── Data records
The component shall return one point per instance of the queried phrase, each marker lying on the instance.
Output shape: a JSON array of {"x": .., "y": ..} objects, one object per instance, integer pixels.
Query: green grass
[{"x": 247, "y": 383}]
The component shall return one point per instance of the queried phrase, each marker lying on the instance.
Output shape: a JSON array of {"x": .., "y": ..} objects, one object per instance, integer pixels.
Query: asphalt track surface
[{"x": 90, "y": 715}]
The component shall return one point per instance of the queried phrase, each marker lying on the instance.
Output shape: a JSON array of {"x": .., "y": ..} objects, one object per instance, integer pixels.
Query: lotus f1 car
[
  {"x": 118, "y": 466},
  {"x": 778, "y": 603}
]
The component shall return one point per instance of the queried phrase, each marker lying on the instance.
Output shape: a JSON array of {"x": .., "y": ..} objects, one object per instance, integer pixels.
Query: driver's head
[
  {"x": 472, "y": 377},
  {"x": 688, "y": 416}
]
────
Reproduce each line above without any alteration.

The component shall return one point per instance of the queried phrase, each marker lying on the instance.
Output shape: a JSON array of {"x": .., "y": ..} objects, one object per instance, integer pixels.
Query: green grass
[{"x": 247, "y": 383}]
The component shall return one point per instance of the queried phrase, each marker lying on the instance.
Output shape: a JSON array of {"x": .., "y": ..} objects, one object per instance, integer pixels.
Query: asphalt track surface
[{"x": 90, "y": 715}]
The component shall return one point per instance of the queried phrase, each marker lying on the instance.
Output shape: a JSON array of {"x": .., "y": ..} objects, one object per instance, integer pixels.
Query: lotus f1 car
[
  {"x": 118, "y": 466},
  {"x": 778, "y": 603}
]
The component shall return one point per instance of the queried phrase, each marker lying on the instance.
Output shape: a JSON array of {"x": .., "y": ..} objects, one object per instance, integer pixels.
Query: driver's head
[
  {"x": 472, "y": 377},
  {"x": 688, "y": 416}
]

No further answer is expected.